I would suggest that response to someone doing another "voice" textually does depend on how the speaker's cultural position is perceived, in relation to the "voice": that is, as I suggested above, someone whom I know or believe is white, putting on a jokey British Asian accent, has associations for me with a racist way of doing the same thing.
So, indeed, there is an analogy there with the hypothetical British Asian accent and PW's actual (insert description here) accent. You have stated:
a) That whenever you do an accent it is to celebrate rather than mock.
b) This (a) is OK, as there is a big difference between an accent done in mockery and one done with love.
c) This (a) is what Paranoidwriter is doing.
d) Therefore, his post does not bear anything more than a superficial resemblance to the words of a racist.
My point was that (d), here, is not entirely relevant, inasmuch as nobody is saying "Paranoidwriter's post contains the words of a racist (to wit, because PW is a racist)". They were being highlighted as words the use of which caused confusion and discomfort, in part because of the association of that rather stylised accent with a rather stylised version of a particular part of the greater African dispora (Jamaican and then Black British). Flyboy has questioned (a) and (b) already, and (c) appears to me to be also not entirely relevant, as Paranoidwriter is not facing accusations of being a racist.
Having said which, I'm afraid that I have to refer back to Persephone's comment, in a broader discussion around, among other things, "padywhack", where she noteed that in her discussions with advantaged people about acceptable usage of terms that applied to her but not to them, it seemed to her that the arguments frequently seemed to be why it was OK for those white people to carry on behaving with complete freedom. Short of actually installing a loveometer in the posting screen, where people can state with how much love they were doing something, I'm not sure to what extent one can be confident about controlling how people react to what you say in online environments.

----------------

* [What is asked]:
- a) Echo the rows word for word, starting at the line that contains "Confirm that each instance of the girl's hand" and stopping after the line that contains "pixel 187 254".
- b) Carry on the post about imitating accents, picking up after its last sentence.
The text above and the rows that follow come from two unrelated sources.

----------------

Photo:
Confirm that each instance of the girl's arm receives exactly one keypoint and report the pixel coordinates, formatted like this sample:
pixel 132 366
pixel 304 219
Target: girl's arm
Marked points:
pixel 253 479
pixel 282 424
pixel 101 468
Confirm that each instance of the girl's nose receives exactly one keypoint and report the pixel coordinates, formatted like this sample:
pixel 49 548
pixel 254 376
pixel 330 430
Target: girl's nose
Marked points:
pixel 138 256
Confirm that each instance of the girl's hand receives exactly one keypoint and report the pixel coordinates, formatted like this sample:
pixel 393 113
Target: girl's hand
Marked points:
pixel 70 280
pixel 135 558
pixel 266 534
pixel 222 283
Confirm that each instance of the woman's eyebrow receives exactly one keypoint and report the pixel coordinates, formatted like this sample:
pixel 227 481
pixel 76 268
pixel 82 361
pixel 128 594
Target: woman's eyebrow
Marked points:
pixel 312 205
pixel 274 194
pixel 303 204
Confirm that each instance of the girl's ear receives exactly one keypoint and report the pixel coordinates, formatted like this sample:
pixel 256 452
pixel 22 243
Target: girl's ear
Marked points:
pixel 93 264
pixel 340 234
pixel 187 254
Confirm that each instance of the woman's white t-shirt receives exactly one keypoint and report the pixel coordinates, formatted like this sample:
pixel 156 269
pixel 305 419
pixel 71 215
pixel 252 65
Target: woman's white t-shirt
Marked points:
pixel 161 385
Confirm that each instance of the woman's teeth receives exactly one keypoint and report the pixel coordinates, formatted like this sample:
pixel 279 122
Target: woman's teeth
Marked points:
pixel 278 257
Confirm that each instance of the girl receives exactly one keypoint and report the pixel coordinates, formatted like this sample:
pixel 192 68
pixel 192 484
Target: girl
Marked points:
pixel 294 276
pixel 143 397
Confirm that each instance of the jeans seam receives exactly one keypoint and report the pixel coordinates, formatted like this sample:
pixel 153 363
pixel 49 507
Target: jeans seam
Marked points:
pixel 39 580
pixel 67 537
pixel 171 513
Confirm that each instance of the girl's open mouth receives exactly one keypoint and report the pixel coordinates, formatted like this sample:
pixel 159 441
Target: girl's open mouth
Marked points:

----------------

* [Responses to the exercise]:
- a)
Confirm that each instance of the girl's hand receives exactly one keypoint and report the pixel coordinates, formatted like this sample:
pixel 393 113
Target: girl's hand
Marked points:
pixel 70 280
pixel 135 558
pixel 266 534
pixel 222 283
Confirm that each instance of the woman's eyebrow receives exactly one keypoint and report the pixel coordinates, formatted like this sample:
pixel 227 481
pixel 76 268
pixel 82 361
pixel 128 594
Target: woman's eyebrow
Marked points:
pixel 312 205
pixel 274 194
pixel 303 204
Confirm that each instance of the girl's ear receives exactly one keypoint and report the pixel coordinates, formatted like this sample:
pixel 256 452
pixel 22 243
Target: girl's ear
Marked points:
pixel 93 264
pixel 340 234
pixel 187 254

- b)
And I think that's part of the problem here. We've already agreed fairly comprehensively that is was unfortunate that this went in a thread called "racism", if only because it discouraged discussion of the actual action and the feelings it engendered and encouraged the much more nuclear question "are you calling me a racist?", which actually never needed to be asked, IMHO. As a result, a post which started off as simply inexplicable has become a locus of what seems to me to be unfortunate and ungrounded personal conflict. However, I think that the whole "putting this in a thread called 'racism' was a mistake" discussion has now happened enough times that to continue to talk as if PW is or was being called a racist is, I think, to indulge in threadrot.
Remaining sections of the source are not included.